Input material:
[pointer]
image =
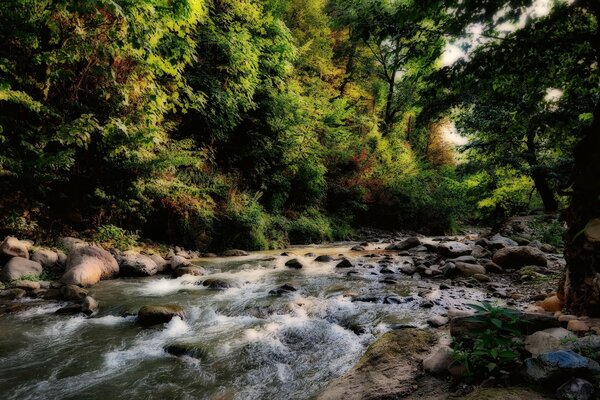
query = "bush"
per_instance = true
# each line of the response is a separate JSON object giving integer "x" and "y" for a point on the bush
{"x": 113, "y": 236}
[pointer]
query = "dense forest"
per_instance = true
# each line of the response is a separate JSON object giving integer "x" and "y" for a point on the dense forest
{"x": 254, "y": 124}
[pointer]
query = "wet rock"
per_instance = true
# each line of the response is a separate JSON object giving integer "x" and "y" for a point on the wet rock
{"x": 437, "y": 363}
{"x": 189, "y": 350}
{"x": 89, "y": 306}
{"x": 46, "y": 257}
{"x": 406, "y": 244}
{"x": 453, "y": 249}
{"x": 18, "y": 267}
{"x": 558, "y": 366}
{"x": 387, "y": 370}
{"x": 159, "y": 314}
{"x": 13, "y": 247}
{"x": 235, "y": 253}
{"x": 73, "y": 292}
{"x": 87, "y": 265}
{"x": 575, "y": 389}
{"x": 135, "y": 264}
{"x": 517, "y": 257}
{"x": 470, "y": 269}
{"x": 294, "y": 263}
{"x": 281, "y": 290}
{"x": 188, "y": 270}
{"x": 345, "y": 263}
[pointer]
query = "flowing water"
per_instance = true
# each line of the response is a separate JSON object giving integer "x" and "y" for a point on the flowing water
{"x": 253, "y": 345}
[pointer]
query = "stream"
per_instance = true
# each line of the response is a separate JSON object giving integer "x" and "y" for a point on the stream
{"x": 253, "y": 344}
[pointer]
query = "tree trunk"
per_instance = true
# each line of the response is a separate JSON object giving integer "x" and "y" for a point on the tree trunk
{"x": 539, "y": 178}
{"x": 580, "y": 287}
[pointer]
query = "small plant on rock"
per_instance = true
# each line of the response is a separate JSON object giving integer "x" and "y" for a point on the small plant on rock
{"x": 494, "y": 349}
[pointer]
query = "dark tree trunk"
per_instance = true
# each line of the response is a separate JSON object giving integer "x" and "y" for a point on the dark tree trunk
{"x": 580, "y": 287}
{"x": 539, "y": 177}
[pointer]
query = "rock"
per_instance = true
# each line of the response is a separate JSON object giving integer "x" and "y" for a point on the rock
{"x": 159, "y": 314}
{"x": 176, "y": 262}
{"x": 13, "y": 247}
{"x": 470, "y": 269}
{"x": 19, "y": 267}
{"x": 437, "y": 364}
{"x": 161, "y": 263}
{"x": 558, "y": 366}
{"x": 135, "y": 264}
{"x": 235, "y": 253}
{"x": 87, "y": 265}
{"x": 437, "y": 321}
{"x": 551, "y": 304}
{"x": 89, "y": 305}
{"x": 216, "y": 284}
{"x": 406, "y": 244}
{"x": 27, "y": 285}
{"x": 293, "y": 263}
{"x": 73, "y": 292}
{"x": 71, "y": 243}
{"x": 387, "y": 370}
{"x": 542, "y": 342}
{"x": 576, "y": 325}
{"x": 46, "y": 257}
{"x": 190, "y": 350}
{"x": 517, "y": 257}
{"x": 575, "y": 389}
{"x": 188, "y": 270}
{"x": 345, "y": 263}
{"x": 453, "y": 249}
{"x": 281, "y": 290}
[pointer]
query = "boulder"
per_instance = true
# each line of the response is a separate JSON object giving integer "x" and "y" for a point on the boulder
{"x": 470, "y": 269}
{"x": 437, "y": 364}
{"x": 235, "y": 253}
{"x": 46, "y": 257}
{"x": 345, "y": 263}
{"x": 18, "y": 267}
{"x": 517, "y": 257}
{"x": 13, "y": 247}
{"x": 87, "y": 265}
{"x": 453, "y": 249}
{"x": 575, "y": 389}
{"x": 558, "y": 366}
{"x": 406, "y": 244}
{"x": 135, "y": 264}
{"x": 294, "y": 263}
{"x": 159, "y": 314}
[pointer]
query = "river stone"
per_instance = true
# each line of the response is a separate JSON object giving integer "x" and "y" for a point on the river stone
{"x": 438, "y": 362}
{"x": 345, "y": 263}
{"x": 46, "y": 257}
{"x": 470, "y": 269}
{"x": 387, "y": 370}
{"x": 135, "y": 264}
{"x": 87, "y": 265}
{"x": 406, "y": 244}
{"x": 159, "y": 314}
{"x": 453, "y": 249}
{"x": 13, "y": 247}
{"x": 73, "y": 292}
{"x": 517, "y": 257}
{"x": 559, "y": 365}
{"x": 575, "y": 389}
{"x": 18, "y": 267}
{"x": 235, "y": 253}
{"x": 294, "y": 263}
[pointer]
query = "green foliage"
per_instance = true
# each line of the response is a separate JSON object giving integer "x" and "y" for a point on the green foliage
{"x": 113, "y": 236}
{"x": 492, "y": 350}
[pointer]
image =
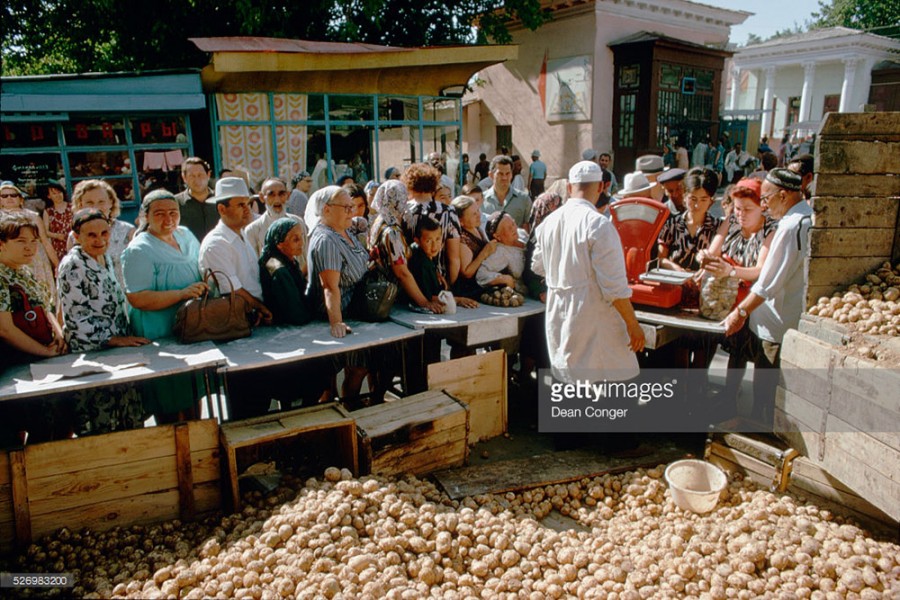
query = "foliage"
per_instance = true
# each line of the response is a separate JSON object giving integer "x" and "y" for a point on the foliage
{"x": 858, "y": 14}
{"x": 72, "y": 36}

Activity:
Restate the records above verbatim. Pictures stay out.

Answer to the problem:
[pointer]
image =
query = "bush"
per_instance = true
# each line of the response is a separate JSON object giving integer "x" and "y" for a point on the bush
{"x": 113, "y": 236}
[pointer]
query = "dense forest"
per_instance = true
# each line of the response is a separate JSON object giving integer "x" and "y" for a point on the dense forest
{"x": 254, "y": 124}
[pointer]
query = "wet rock"
per_instance = true
# each line of the response is a separate JSON object giving integer "x" and "y" for a point on the wet rock
{"x": 437, "y": 363}
{"x": 189, "y": 350}
{"x": 89, "y": 306}
{"x": 46, "y": 257}
{"x": 406, "y": 244}
{"x": 453, "y": 249}
{"x": 18, "y": 267}
{"x": 558, "y": 366}
{"x": 387, "y": 370}
{"x": 159, "y": 314}
{"x": 13, "y": 247}
{"x": 235, "y": 253}
{"x": 73, "y": 292}
{"x": 87, "y": 265}
{"x": 575, "y": 389}
{"x": 135, "y": 264}
{"x": 517, "y": 257}
{"x": 470, "y": 269}
{"x": 294, "y": 263}
{"x": 281, "y": 290}
{"x": 188, "y": 270}
{"x": 345, "y": 263}
[pointer]
query = "flowing water"
per_instance = true
# each line of the response is a separate JSON object giving integer "x" and "y" for a point on the flowing water
{"x": 253, "y": 345}
[pointer]
query = "stream"
per_instance = true
# each line of the response is a separate JSON object giving integer "x" and "y" for a point on the stream
{"x": 253, "y": 344}
[pointer]
query = "tree trunk"
per_instance = true
# each line of the response is a separate JSON object giving integer "x" and "y" for a point on the tree trunk
{"x": 539, "y": 178}
{"x": 580, "y": 287}
[pointer]
query = "small plant on rock"
per_instance = true
# each line of the response is a separate JSON object giving integer "x" and "y" for a point on the small plant on rock
{"x": 494, "y": 349}
[pointer]
query = "dark tree trunk"
per_instance = true
# each line of the response is a separate JSON object giving integer "x" and "y" for a point on the dark tree trunk
{"x": 580, "y": 287}
{"x": 539, "y": 177}
[pointer]
query = "rock"
per_instance = true
# each line of the response is a separate JSON object giving integer "x" and "y" for a point on the rock
{"x": 159, "y": 314}
{"x": 176, "y": 262}
{"x": 13, "y": 247}
{"x": 470, "y": 269}
{"x": 19, "y": 267}
{"x": 437, "y": 364}
{"x": 161, "y": 263}
{"x": 558, "y": 366}
{"x": 135, "y": 264}
{"x": 235, "y": 253}
{"x": 87, "y": 265}
{"x": 437, "y": 321}
{"x": 551, "y": 304}
{"x": 89, "y": 305}
{"x": 216, "y": 284}
{"x": 406, "y": 244}
{"x": 27, "y": 285}
{"x": 293, "y": 263}
{"x": 73, "y": 292}
{"x": 71, "y": 243}
{"x": 387, "y": 370}
{"x": 542, "y": 342}
{"x": 576, "y": 325}
{"x": 46, "y": 257}
{"x": 190, "y": 350}
{"x": 517, "y": 257}
{"x": 575, "y": 389}
{"x": 188, "y": 270}
{"x": 345, "y": 263}
{"x": 453, "y": 249}
{"x": 281, "y": 290}
[pointer]
query = "boulder"
per_instance = true
# each line of the response is a separate JSON object giving integer "x" and "y" for a point on the boulder
{"x": 470, "y": 269}
{"x": 437, "y": 364}
{"x": 235, "y": 253}
{"x": 46, "y": 257}
{"x": 345, "y": 263}
{"x": 18, "y": 267}
{"x": 517, "y": 257}
{"x": 13, "y": 247}
{"x": 87, "y": 265}
{"x": 453, "y": 249}
{"x": 575, "y": 389}
{"x": 558, "y": 366}
{"x": 406, "y": 244}
{"x": 135, "y": 264}
{"x": 294, "y": 263}
{"x": 159, "y": 314}
[pointer]
query = "river stone"
per_instance = true
# each line of the response is a separate JSON object giving integer "x" and "y" for a point on the river stone
{"x": 438, "y": 362}
{"x": 345, "y": 263}
{"x": 46, "y": 257}
{"x": 470, "y": 269}
{"x": 387, "y": 370}
{"x": 135, "y": 264}
{"x": 87, "y": 265}
{"x": 406, "y": 244}
{"x": 159, "y": 314}
{"x": 453, "y": 249}
{"x": 13, "y": 247}
{"x": 73, "y": 292}
{"x": 517, "y": 257}
{"x": 559, "y": 365}
{"x": 575, "y": 389}
{"x": 18, "y": 267}
{"x": 235, "y": 253}
{"x": 294, "y": 263}
[pointer]
query = "green foliage"
per_instance = true
# each line of the response is a separate JSON object giving integer "x" and "y" for a point on the green foliage
{"x": 113, "y": 236}
{"x": 492, "y": 350}
[pointer]
image =
query = "foliage"
per_instance = true
# each line of the response is a separate JSON object giving integer "x" and "y" for a point on the foliage
{"x": 858, "y": 14}
{"x": 72, "y": 36}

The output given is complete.